▶ **TASK ITEM**:
Only the lines containing the string "ocean" are needed; copy all of them from the listing.

▶ **TASK INPUT**:
____

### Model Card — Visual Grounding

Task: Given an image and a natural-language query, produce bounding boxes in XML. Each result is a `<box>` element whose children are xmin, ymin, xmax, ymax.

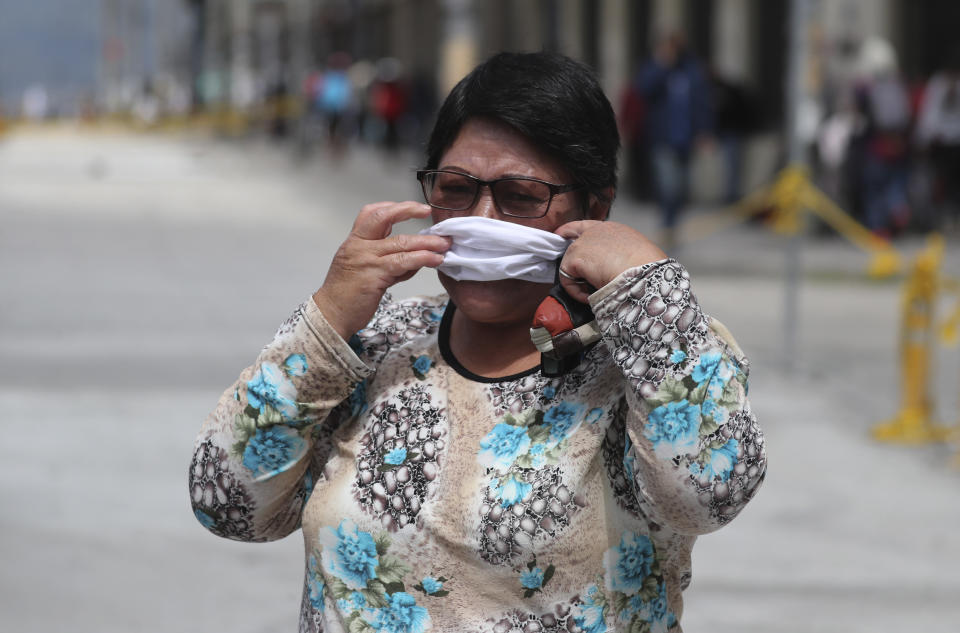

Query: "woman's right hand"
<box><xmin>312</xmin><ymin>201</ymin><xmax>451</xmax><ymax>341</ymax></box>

____

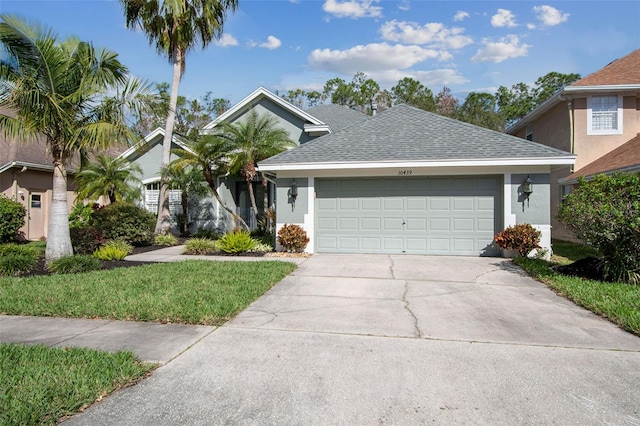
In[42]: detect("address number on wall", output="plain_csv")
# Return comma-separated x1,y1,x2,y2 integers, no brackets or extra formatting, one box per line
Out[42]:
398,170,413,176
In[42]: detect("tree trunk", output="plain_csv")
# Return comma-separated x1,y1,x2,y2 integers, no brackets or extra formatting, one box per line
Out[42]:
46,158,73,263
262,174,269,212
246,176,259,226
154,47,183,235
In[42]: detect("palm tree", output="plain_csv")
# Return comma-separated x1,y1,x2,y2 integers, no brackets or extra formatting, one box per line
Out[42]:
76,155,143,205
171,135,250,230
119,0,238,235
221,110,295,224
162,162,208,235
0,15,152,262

____

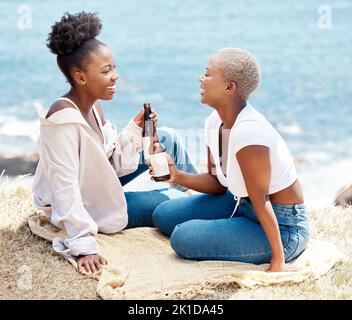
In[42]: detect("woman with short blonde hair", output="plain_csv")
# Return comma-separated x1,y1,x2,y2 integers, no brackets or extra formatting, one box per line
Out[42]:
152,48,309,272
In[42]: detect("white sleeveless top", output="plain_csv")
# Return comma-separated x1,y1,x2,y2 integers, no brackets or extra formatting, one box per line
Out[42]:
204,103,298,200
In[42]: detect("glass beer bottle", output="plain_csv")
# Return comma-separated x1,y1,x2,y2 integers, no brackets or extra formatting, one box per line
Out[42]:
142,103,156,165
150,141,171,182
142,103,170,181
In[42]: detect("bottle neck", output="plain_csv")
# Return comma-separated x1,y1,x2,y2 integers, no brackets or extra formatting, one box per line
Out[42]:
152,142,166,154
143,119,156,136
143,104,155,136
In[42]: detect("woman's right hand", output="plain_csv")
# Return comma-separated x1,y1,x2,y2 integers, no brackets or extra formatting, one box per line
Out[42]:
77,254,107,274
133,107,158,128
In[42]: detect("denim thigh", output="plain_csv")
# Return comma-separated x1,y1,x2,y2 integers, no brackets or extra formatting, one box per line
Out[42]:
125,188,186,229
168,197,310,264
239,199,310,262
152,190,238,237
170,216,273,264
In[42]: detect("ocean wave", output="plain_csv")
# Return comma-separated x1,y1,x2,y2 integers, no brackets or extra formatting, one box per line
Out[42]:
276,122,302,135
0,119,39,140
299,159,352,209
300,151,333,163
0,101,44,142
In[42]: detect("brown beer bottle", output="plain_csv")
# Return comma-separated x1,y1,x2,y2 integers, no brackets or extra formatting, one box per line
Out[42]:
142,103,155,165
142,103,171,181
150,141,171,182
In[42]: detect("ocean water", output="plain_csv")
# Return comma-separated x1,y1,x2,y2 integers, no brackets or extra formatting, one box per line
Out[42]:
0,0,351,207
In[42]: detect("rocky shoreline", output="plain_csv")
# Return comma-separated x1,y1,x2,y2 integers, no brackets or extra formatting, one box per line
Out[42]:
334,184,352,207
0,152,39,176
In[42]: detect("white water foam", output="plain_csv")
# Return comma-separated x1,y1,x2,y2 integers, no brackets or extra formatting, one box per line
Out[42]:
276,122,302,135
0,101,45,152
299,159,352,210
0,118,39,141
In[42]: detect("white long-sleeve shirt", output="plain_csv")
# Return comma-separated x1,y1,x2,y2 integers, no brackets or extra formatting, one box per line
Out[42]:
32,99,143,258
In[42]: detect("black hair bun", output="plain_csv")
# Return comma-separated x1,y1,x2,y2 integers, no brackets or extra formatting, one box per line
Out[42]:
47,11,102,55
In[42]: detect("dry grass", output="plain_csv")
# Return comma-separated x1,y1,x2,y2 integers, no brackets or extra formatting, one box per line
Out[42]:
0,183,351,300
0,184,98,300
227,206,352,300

____

▶ **YOUR RESPONSE**:
In[42]: detect("ocean wave", output="plain_csv")
In[42]: detect("ocean water", output="plain_csv")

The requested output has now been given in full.